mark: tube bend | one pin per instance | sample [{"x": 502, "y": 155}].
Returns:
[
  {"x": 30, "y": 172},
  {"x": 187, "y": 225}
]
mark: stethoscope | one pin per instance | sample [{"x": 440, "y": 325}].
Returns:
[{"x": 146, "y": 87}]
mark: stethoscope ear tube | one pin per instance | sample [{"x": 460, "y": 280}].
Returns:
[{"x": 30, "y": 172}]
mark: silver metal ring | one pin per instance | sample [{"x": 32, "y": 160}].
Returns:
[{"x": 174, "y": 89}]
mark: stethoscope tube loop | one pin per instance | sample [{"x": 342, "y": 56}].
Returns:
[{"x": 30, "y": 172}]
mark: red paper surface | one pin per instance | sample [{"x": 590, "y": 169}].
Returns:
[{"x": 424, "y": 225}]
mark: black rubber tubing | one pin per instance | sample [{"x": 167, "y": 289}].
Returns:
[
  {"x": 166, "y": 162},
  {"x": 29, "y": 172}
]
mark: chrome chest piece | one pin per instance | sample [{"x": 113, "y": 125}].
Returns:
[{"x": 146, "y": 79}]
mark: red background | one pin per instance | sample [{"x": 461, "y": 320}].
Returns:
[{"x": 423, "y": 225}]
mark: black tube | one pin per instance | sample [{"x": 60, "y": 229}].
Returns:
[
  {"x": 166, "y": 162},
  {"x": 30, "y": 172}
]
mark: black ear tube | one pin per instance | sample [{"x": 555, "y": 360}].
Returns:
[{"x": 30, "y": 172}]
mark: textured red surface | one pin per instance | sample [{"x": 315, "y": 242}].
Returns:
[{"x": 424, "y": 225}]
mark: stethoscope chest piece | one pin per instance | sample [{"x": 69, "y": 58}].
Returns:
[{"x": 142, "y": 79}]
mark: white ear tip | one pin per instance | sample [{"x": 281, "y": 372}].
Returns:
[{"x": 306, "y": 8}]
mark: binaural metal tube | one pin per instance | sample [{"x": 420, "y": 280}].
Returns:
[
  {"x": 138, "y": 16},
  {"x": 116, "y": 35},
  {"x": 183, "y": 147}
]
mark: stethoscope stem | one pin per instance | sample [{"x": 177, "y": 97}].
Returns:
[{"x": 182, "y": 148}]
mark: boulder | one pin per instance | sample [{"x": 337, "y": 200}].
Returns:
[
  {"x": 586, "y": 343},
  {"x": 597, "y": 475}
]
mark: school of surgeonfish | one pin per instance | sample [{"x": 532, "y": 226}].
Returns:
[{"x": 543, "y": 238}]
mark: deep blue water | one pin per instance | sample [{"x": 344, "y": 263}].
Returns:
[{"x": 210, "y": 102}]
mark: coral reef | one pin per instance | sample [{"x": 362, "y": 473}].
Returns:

::::::

### [Work request]
Type out the whole listing above again, exactly as it stands.

### [Output for this exercise]
mark: tube bend | one pin per instance | sample [{"x": 502, "y": 155}].
Returns:
[
  {"x": 30, "y": 172},
  {"x": 187, "y": 225}
]
mark: stethoscope | one pin per instance | sample [{"x": 440, "y": 325}].
Returns:
[{"x": 146, "y": 87}]
mark: stethoscope ear tube | one pin per instance | sample [{"x": 460, "y": 280}].
Returns:
[{"x": 30, "y": 172}]
mark: silver metal ring | one pin per instance | sample [{"x": 32, "y": 160}].
Returns:
[{"x": 174, "y": 89}]
mark: stethoscope tube loop | one pin per instance | sample [{"x": 342, "y": 56}].
Returns:
[{"x": 30, "y": 172}]
mark: red paper surface | one pin per instance | sample [{"x": 590, "y": 169}].
Returns:
[{"x": 424, "y": 225}]
mark: black rubber tubing | one pin per instance | sample [{"x": 167, "y": 289}].
Returns:
[
  {"x": 166, "y": 162},
  {"x": 29, "y": 172}
]
mark: chrome chest piece | one pin per instance | sample [{"x": 113, "y": 125}].
Returns:
[{"x": 146, "y": 79}]
mark: red background | one pin per instance | sample [{"x": 461, "y": 320}].
Returns:
[{"x": 423, "y": 225}]
mark: black tube | one pin per instance | sample [{"x": 60, "y": 229}].
Returns:
[
  {"x": 166, "y": 162},
  {"x": 30, "y": 172}
]
mark: black ear tube | one pin per instance | sample [{"x": 555, "y": 360}].
Returns:
[{"x": 30, "y": 172}]
mark: textured red surface | one pin per instance | sample [{"x": 315, "y": 242}].
Returns:
[{"x": 424, "y": 225}]
mark: stethoscope chest piece | one pin per instance | sample [{"x": 69, "y": 58}].
Returns:
[{"x": 142, "y": 79}]
mark: white ear tip | one pin per instance | sample [{"x": 281, "y": 372}].
Returns:
[{"x": 306, "y": 8}]
mark: binaural metal tube | one pin per instance | sample [{"x": 420, "y": 280}].
Returns:
[
  {"x": 138, "y": 16},
  {"x": 116, "y": 35},
  {"x": 183, "y": 147}
]
mark: stethoscope stem | one pin per instance | sample [{"x": 177, "y": 97}].
Returns:
[{"x": 182, "y": 148}]
mark: boulder | one pin per instance | sample [{"x": 337, "y": 200}].
Returns:
[
  {"x": 586, "y": 343},
  {"x": 597, "y": 475}
]
mark: school of surgeonfish | one pin per instance | sample [{"x": 532, "y": 226}].
Returns:
[{"x": 543, "y": 238}]
mark: deep blue water | one pin per instance | sample [{"x": 344, "y": 263}].
Returns:
[{"x": 210, "y": 102}]
mark: coral reef | one pin per instance | sample [{"x": 362, "y": 473}].
Returns:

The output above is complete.